--- EXERCISE INPUT ---

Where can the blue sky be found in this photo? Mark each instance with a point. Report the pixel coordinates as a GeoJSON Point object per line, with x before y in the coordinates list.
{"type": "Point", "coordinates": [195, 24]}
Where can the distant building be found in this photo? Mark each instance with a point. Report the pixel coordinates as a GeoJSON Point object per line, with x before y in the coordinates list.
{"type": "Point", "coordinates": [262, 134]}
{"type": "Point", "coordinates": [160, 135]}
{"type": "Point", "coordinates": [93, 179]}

---

**EXERCISE**
A word-for-word repetition of the listing above is required.

**SOLUTION TO THE EXERCISE**
Where can the blue sky be found in this photo? Mark each instance with a point. Report the pixel coordinates as a GeoJSON Point object per line, with x before y in the coordinates list.
{"type": "Point", "coordinates": [195, 24]}
Where can the distant building be found in this photo? Mark each instance with a point. Report the pixel coordinates as a GeoJSON Point object per line, with x before y in the coordinates list.
{"type": "Point", "coordinates": [262, 134]}
{"type": "Point", "coordinates": [160, 135]}
{"type": "Point", "coordinates": [93, 179]}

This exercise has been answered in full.